» Written request A
Duplicate the data entry rows starting with the line that contains "y=76, one point per instance." and going on through the line that contains "x=386, y=146", keeping both of those lines.

» Passage given
====

Persuasion Scripts Outlined
January 20th, 2008 by Steve Booth-Butterfield
I’ve coined up a phrase, “persuasion engines,” to describe a systematic approach to applying persuasion. A persuasion engine is the motor of change that drives behavior. It has moving parts, requires energy, and when placed in a chassis, it can move things. If you know what you are doing, you can create an assembly line that mass produces persuasion engines or you can custom build these motors for specific applications. Thus, you can build a Ford or a Ferrari.
Do you catch the metaphor?
A simplified version of a persuasion engine is a persuasion script. A persuasion script means very much what the term, “script,” says. A script is a sequence of dialog and action that plays out in a standardized, routine way. If you’ve ever had a fast food job at the counter, you know about scripts. If you’ve done telephone sales, you know about scripts. If you have contact with clients that is stereotyped, predictable, and stable, then you can profitably use scripts.
Many people hate scripts, find them insulting and demeaning, and believe that scripts are not nearly as effective as the performance a person left alone and to their own devices could deliver. If you are in the category of a script hater, you need to do more reading and thinking about it. Most people are lousy in scripty situations precisely because those situations are so routine, predictable, and stereotyped. You get bored out of your gourd always doing the same damn thing, so you start to wing it or worse still, just get through it. And, sad to say, most people are not nearly as good at persuasion and communication as they think they are and if you put them in a script, you get a much better average performance. Big business is into scripts in a big way precisely because the whole point of big business is to create a fundamental routine that everyone can do profitably. All this “I gotta be me” is nice if you’re an entertainer or a rebellious youth, but it don’t make the dime day in and day out.

====

(Data entries)
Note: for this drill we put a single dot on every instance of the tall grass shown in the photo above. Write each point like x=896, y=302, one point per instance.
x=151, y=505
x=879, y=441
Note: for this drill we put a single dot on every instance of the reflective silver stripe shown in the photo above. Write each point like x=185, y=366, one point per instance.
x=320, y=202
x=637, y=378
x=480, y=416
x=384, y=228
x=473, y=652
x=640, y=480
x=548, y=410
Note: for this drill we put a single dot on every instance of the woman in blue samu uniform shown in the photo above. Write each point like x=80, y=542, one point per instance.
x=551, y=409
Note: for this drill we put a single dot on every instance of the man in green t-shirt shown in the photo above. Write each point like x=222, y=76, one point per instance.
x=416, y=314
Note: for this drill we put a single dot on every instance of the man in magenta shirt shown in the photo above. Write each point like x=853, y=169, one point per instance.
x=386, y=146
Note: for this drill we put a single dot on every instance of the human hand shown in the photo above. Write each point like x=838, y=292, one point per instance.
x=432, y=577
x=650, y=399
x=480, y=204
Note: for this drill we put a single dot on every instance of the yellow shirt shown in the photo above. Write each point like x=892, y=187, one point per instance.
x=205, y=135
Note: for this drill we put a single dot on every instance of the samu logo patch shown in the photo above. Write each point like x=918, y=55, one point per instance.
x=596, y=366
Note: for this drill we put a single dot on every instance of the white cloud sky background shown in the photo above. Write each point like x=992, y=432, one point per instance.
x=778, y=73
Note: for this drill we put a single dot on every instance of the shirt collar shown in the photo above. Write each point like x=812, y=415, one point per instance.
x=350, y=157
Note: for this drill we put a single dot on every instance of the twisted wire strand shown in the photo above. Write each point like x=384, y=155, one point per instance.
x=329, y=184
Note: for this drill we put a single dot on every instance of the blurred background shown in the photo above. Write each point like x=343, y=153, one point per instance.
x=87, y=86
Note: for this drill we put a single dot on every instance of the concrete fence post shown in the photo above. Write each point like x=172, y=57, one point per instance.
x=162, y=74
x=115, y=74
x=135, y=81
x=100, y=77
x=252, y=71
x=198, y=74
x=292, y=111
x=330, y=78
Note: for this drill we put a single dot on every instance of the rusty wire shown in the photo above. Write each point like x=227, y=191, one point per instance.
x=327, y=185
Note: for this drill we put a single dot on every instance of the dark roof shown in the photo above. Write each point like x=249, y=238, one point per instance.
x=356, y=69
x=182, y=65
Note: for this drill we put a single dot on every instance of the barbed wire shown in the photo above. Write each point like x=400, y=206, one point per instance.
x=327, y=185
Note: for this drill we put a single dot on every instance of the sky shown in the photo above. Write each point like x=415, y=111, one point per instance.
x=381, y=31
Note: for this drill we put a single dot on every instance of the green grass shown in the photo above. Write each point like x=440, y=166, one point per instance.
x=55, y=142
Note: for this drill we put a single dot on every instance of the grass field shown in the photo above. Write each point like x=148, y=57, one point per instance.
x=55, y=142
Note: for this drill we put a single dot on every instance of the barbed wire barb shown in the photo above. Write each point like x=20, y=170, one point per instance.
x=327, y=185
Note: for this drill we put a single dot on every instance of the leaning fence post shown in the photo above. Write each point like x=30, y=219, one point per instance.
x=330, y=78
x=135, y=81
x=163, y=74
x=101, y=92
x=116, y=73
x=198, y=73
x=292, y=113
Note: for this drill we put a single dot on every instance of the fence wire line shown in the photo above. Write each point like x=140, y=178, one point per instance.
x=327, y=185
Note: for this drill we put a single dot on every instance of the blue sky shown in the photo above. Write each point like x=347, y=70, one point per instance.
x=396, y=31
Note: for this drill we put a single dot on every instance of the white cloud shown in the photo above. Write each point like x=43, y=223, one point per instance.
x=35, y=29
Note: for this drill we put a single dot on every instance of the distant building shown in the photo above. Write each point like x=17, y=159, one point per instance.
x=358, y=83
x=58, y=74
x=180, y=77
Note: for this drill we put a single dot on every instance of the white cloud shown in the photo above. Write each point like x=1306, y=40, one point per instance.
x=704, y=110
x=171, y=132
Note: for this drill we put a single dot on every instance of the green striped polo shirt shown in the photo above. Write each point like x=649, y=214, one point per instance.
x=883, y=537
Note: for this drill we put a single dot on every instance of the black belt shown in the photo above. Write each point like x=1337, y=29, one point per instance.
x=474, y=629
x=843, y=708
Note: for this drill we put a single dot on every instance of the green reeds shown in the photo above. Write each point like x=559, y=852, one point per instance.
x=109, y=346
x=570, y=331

====

» Written request B
In the passage on persuasion scripts, which qualities must contact with clients have for scripts to be used profitably? List every one.

» Final answer A
Note: for this drill we put a single dot on every instance of the man in green t-shirt shown in the photo above. Write each point like x=222, y=76, one point per instance.
x=416, y=314
Note: for this drill we put a single dot on every instance of the man in magenta shirt shown in the photo above. Write each point like x=853, y=169, one point per instance.
x=386, y=146

» Final answer B
- stereotyped
- predictable
- stable